* **VORLIEGENDER TEXT**:
^^^^^^^^^^^^^^^^

Deutschlands Wirtschaft steckt in einer Zange aus Rezession, Strukturkrise und politischer Kurzsichtigkeit. Die Zahlen sprechen eine deutliche Sprache: Im ersten Halbjahr 2025 meldeten 11.900 Unternehmen Insolvenz, ein Plus von 9,4 Prozent im Vergleich zum Vorjahr und der höchste Wert seit einem Jahrzehnt. Diese Daten stammen aus einem »Bericht der Wirtschaftsauskunftei Creditreform« für das erste Halbjahr 2025. Besonders der Mittelstand, oft als Rückgrat der Wirtschaft gefeiert, gerät ins Straucheln. Während Politiker und Wirtschaftsverbände mantraartig von „Herausforderungen“ sprechen, zeigt die Realität: Die Krise ist kein vorübergehendes Tief, sondern ein handfester Warnschuss. Wer trägt die Verantwortung, und warum wird so wenig getan, um die Abwärtsspirale zu stoppen?

Mittelstand in der Zwickmühle: Wo die Pleitewelle am härtesten zuschlägt
Die Insolvenzstatistik der Wirtschaftsauskunftei Creditreform zeichnet ein düsteres Bild. Während Kleinstunternehmen mit weniger als zehn Mitarbeitern weiterhin die Mehrheit der Pleiten ausmachen, über 80 Prozent der Fälle, zeigt der Mittelstand mit Firmen zwischen 51 und 250 Beschäftigten eine alarmierende Dynamik. Hier kletterten die Insolvenzzahlen zum Teil auf bis zu 16,7 Prozent.

^^^^^^^^^^^^^^^^

* **ERFASSTE ANGABEN**:
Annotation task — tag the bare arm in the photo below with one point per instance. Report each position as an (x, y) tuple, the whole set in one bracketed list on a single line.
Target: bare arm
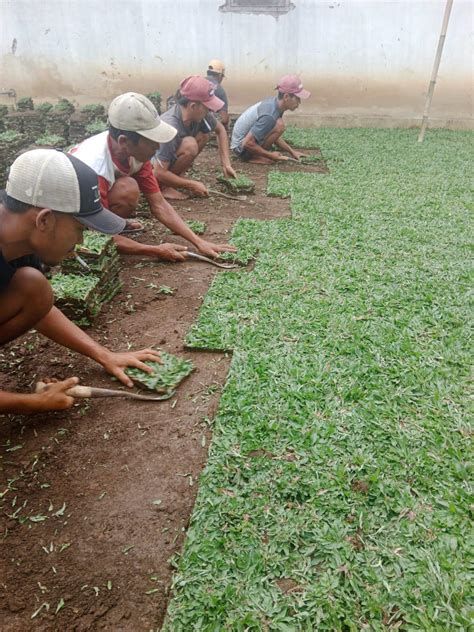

^^^^^^^^^^^^^^^^

* **ERFORDERLICHE SCHRITTE**:
[A] Der Text über die Firmenpleiten behauptet, die Zahlen sprächen eine deutliche Sprache. Erläutern Sie in ein bis drei Sätzen, mit welchen Angaben er das begründet.
[B] Beantworten Sie anhand des Textes über die Firmenpleiten folgende Fragen:
(i) Wie viele Unternehmen meldeten im ersten Halbjahr 2025 Insolvenz?
(ii) Welchen Anteil an den Pleiten machen Kleinstunternehmen mit weniger als zehn Mitarbeitern aus?
(iii) Wie viele Beschäftigte haben die Firmen, die der Text dem Mittelstand zuordnet?
[C] Bitte führen Sie den Text über die Firmenpleiten im Anschluss an seinen letzten Satz fort.
Das Material wird für die Bearbeitung nicht benötigt.

* **ANTWORTEN JE AUFGABE**:
[A] Im ersten Halbjahr 2025 meldeten 11.900 Unternehmen Insolvenz. Das ist ein Plus von 9,4 Prozent gegenüber dem Vorjahr und der höchste Wert seit einem Jahrzehnt.

[B]
(i) 11.900 Unternehmen
(ii) Über 80 Prozent der Fälle
(iii) Zwischen 51 und 250 Beschäftigte

[C]
„So stieg die Zahl der Insolvenzen in der Größenklasse von 51 bis 250 Beschäftigten überdurchschnittlich stark um 16,7 Prozent.“
»Creditreform«
Besonders betroffen ist das verarbeitende Gewerbe, wo die Pleiten mit 17,5 Prozent fast doppelt so stark stiegen wie im Gesamtdurchschnitt. Der Handel folgt mit einem Anstieg von 13,8 Prozent, getrieben von Kaufzurückhaltung und dem Wettbewerbsdruck durch Online-Giganten. Selbst das Baugewerbe mit einem vergleichsweise moderaten Anstieg von 1,7 Prozent erreichte eine Insolvenzquote auf Zehn-Jahres-Hoch. Der Dienstleistungssektor, der 58,5 Prozent der Pleiten ausmacht, bleibt das Epizentrum der Krise.

Warum trifft es den Mittelstand so hart? Patrik-Ludwig Hantzsch, Leiter der Wirtschaftsforschung bei Creditreform, nennt die Gründe:
„Unternehmen kämpfen mit schwacher Nachfrage, steigenden Kosten und anhaltender Unsicherheit. […] Rücklagen werden aufgebraucht, Kreditlinien nicht verlängert und immer mehr Firmen geraten in ernsthafte finanzielle Schwierigkeiten.“
»Patrik-Ludwig Hantzsch / WeLT«
Nach über zwei Jahren Rezession sind Rücklagen aufgebraucht, Kreditlinien gekappt, und die Finanzierung wird zum Drahtseilakt. Doch hinter diesen nüchternen Worten lauert eine unbequeme Wahrheit: Politische Fehlentscheidungen, von Energiepreisschocks bis hin zu bürokratischen Hürden, haben den Boden für diese Krise bereitet. Während die Regierung mit Symbolpolitik und Subventionsprogrammen hantiert, kämpfen Unternehmen ums nackte Überleben.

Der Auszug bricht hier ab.